═══ Data ═══

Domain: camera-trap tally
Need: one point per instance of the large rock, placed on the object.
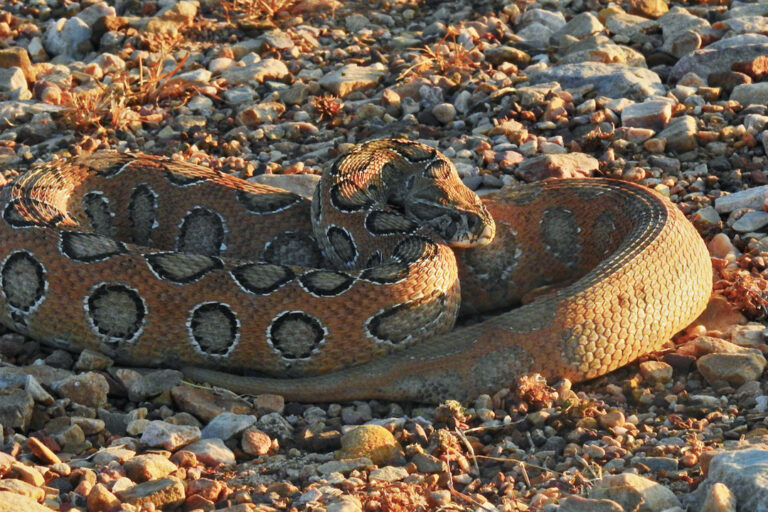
(744, 472)
(612, 80)
(706, 61)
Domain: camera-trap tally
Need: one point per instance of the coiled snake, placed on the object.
(161, 263)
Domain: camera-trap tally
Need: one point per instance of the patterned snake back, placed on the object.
(155, 262)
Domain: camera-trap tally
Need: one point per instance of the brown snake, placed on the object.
(155, 262)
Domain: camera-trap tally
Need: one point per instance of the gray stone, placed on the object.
(15, 408)
(13, 81)
(63, 36)
(227, 425)
(751, 94)
(351, 78)
(744, 472)
(680, 134)
(706, 61)
(614, 81)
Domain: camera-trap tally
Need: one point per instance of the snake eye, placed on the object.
(438, 170)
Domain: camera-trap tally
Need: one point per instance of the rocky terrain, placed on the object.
(672, 96)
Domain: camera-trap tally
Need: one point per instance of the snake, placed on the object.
(354, 294)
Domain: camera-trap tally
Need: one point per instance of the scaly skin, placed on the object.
(631, 270)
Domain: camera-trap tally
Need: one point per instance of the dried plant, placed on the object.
(255, 10)
(446, 56)
(327, 107)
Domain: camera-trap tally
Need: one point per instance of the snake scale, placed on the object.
(155, 262)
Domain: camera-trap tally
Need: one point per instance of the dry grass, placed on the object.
(128, 101)
(256, 10)
(446, 57)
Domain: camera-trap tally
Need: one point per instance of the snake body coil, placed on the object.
(155, 262)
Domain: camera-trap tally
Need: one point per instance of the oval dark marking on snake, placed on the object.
(560, 233)
(142, 213)
(24, 283)
(413, 152)
(413, 248)
(267, 203)
(384, 222)
(214, 329)
(293, 248)
(89, 247)
(202, 231)
(385, 273)
(355, 201)
(262, 278)
(388, 325)
(326, 283)
(182, 267)
(96, 208)
(116, 312)
(374, 260)
(342, 244)
(296, 334)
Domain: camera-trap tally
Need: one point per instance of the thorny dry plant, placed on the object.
(256, 10)
(446, 56)
(113, 106)
(327, 106)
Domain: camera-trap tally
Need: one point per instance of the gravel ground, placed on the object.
(672, 96)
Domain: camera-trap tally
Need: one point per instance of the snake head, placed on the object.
(437, 198)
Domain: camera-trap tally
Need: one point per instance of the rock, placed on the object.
(575, 503)
(580, 26)
(426, 463)
(255, 442)
(23, 488)
(680, 134)
(148, 467)
(350, 78)
(162, 493)
(12, 502)
(65, 36)
(170, 437)
(16, 406)
(101, 499)
(751, 94)
(227, 425)
(656, 372)
(371, 441)
(444, 112)
(266, 112)
(570, 165)
(631, 491)
(707, 60)
(654, 114)
(648, 8)
(18, 57)
(743, 473)
(212, 452)
(388, 474)
(751, 221)
(732, 368)
(89, 389)
(207, 404)
(153, 383)
(612, 80)
(719, 499)
(92, 360)
(13, 82)
(42, 452)
(500, 54)
(267, 69)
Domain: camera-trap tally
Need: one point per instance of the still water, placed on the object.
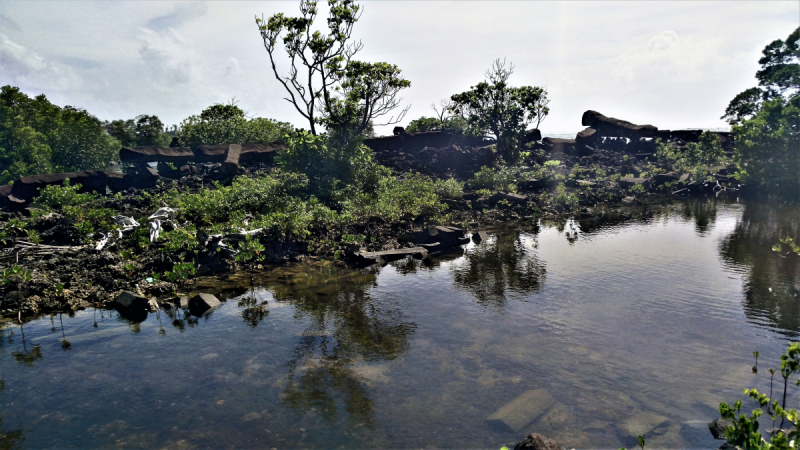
(638, 323)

═══

§ **Assigned task**:
Leave the pictures out and transcribe the remaining material exactly.

§ **Expected answer**:
Domain: camera-trap tally
Need: one point per instance of the large rock, placed on the object.
(744, 472)
(612, 80)
(706, 61)
Domain: camera-trap tally
Need: one point per instance of the coiled snake, placed on the object.
(161, 263)
Domain: camera-trap tally
Need: one point per instance of the patterned snake back, placed on the object.
(155, 262)
Domain: camera-trap tally
Need: one point per instance of the brown snake, placed on the object.
(155, 262)
Domain: camera-trap tally
Need: one point per instance of the gray stone, placed on the object.
(15, 408)
(13, 81)
(63, 36)
(227, 425)
(751, 94)
(351, 78)
(744, 472)
(680, 134)
(706, 61)
(614, 81)
Domain: camera-trap tally
Need: one point per instance of the snake eye, placed on the object.
(438, 170)
Domain: camera-trap tally
Need: one point per instance of the rocky terrain, placed on the object.
(672, 96)
Domain: camera-trap tally
Need: one point per instance of the snake, placed on the object.
(354, 294)
Domain: camera-trap tally
Need: one point per instance of the scaly skin, placed on the object.
(631, 270)
Domain: camera-trap tally
Need: one point per instance of the dried plant, placed on the object.
(255, 10)
(446, 56)
(327, 107)
Domain: camera-trap tally
Need: one point per instance of the snake scale, placed on the object.
(155, 262)
Domain: camera-trap tally
Need: one point per instance of the dry grass, placed on the object.
(128, 101)
(256, 10)
(446, 57)
Domain: camera-trap tally
Need: one point per instance of the snake body coil, placed on the object.
(155, 262)
Domain: camera-trap tally
Need: one point per instance of the oval dark marking on snake, placed on the object.
(560, 233)
(142, 213)
(24, 283)
(413, 152)
(413, 248)
(267, 203)
(384, 222)
(214, 329)
(293, 248)
(89, 247)
(202, 231)
(385, 273)
(355, 201)
(262, 278)
(388, 325)
(326, 283)
(182, 267)
(96, 208)
(116, 312)
(374, 260)
(342, 244)
(296, 334)
Domain: camera-trap tally
Need: one point per instance of the thorny dry plant, placed on the object.
(256, 10)
(446, 56)
(113, 106)
(327, 106)
Domain: camera-trap tally
Need: one point per instance of the gravel ground, placed on the object.
(672, 96)
Domain: camera-trap tally
Need: one point per instance of the snake head, placed on the object.
(437, 198)
Domain: camera-trap tally
Need: one point per instance of the rock, placed on the object.
(575, 503)
(580, 26)
(426, 463)
(255, 442)
(23, 488)
(680, 134)
(148, 467)
(350, 78)
(162, 493)
(12, 502)
(65, 36)
(170, 437)
(16, 406)
(101, 499)
(751, 94)
(227, 425)
(656, 372)
(371, 441)
(444, 112)
(266, 112)
(570, 165)
(631, 491)
(707, 60)
(654, 114)
(648, 8)
(18, 57)
(743, 473)
(212, 452)
(388, 474)
(751, 221)
(732, 368)
(89, 389)
(207, 404)
(153, 383)
(612, 80)
(719, 499)
(92, 360)
(13, 82)
(42, 452)
(500, 54)
(267, 69)
Domain: camera-trap tally
Need: one point per instance of the still water, placed on the object.
(638, 323)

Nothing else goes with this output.